▶ _Directions for this task_:
Pick out every line below that contains the word "conditioner", and copy each one in full.

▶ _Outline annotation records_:

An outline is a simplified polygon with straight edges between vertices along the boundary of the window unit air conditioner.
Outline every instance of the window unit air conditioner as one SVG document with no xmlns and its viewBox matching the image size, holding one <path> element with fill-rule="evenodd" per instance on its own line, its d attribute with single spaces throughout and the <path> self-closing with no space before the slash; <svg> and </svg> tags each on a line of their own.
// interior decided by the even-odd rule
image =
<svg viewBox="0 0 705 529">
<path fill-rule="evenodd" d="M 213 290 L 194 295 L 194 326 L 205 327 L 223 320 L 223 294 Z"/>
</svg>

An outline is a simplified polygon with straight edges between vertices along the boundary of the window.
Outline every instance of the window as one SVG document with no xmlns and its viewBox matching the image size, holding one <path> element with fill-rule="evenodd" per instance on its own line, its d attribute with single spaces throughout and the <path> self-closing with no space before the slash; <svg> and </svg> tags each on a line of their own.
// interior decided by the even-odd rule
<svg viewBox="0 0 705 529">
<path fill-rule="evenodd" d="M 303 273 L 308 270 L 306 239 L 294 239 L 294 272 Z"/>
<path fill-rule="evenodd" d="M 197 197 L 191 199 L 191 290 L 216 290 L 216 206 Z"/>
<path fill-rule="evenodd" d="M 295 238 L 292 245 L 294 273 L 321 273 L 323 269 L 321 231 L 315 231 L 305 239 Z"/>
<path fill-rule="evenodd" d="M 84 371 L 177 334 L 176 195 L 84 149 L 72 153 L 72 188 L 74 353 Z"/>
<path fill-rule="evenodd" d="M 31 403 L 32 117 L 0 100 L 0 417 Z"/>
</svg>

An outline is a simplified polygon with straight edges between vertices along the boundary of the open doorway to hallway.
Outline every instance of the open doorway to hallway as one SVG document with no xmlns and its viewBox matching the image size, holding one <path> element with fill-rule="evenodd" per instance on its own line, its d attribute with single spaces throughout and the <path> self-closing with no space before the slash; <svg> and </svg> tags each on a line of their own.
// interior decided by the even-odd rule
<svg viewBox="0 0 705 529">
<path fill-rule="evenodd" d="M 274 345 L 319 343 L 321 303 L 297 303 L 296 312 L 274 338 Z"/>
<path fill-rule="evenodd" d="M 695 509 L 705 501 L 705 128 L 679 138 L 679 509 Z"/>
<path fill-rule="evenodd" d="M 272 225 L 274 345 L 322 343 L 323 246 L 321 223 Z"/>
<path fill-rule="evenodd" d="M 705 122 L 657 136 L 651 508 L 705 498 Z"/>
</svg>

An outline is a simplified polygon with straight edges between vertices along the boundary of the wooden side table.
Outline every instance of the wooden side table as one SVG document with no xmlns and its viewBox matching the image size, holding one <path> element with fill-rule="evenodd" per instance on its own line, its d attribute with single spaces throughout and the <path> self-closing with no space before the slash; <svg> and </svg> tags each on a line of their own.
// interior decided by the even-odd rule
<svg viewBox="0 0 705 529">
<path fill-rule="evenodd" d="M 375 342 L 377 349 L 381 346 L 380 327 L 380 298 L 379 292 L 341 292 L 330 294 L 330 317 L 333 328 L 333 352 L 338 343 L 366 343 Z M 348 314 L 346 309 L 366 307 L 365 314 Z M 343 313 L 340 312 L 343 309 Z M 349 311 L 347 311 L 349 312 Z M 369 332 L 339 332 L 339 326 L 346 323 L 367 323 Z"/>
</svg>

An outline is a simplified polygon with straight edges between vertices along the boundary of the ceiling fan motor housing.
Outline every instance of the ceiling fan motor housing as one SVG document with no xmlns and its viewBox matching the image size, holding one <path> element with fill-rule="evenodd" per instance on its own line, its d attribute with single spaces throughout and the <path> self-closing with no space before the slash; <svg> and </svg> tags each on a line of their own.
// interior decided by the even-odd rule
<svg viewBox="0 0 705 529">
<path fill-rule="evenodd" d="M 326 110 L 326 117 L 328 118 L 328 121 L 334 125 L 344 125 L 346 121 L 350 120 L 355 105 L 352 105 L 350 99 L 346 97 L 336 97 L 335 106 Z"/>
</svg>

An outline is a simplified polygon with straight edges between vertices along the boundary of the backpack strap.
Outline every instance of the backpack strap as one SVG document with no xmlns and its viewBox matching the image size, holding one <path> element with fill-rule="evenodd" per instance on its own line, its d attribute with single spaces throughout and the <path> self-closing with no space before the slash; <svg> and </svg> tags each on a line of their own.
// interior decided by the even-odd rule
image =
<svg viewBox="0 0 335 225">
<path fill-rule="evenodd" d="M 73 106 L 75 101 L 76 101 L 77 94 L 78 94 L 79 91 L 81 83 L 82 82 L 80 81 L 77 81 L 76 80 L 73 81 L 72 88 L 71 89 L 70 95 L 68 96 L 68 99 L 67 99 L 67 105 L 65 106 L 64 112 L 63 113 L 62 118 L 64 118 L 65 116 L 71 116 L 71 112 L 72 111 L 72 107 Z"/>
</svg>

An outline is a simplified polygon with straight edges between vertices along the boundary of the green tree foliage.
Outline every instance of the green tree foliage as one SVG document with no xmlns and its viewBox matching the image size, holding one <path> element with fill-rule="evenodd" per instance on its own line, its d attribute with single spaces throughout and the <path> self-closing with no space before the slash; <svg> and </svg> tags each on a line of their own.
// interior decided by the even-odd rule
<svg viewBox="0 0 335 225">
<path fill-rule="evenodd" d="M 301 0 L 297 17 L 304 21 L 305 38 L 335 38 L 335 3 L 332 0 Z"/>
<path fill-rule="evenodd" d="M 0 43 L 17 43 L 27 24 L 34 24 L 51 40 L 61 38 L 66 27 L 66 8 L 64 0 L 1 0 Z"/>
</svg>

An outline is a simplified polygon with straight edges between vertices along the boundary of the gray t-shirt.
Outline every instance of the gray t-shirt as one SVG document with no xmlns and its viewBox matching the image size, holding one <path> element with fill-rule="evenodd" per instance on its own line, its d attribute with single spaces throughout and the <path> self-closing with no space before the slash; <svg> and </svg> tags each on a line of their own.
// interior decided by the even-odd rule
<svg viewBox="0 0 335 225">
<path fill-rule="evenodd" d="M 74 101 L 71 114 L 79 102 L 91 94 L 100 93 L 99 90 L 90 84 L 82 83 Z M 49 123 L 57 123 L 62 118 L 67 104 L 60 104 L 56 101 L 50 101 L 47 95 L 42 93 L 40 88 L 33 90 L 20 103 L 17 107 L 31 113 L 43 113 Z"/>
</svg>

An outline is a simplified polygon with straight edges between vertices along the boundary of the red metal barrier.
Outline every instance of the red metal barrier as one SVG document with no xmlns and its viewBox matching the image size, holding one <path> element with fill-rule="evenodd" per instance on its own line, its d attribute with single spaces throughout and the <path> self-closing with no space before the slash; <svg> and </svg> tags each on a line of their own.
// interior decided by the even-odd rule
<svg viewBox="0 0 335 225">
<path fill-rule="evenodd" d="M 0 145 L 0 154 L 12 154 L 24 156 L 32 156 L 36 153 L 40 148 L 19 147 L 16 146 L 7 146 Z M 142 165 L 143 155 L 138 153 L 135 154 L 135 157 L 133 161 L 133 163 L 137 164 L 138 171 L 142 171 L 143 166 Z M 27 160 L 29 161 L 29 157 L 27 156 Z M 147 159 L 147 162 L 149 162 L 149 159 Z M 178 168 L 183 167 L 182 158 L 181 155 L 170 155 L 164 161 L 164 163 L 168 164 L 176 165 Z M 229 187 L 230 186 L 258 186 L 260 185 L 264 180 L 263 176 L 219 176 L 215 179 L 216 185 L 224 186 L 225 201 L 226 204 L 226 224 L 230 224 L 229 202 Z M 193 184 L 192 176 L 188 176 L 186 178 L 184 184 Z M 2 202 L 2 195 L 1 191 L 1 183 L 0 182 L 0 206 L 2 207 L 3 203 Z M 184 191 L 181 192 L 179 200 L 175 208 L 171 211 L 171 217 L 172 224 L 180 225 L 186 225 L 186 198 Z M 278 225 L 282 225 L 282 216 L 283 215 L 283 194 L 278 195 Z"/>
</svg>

▶ _Solved exercise_:
An outline is a simplified polygon with straight edges between vertices along the boundary of the window unit air conditioner.
Outline every instance of the window unit air conditioner as one SVG document with no xmlns and its viewBox matching the image size, holding one <path> element with fill-rule="evenodd" per instance on its own line, its d attribute with single spaces throughout and the <path> self-closing with no space before the slash; <svg> and </svg> tags each on a line of their own.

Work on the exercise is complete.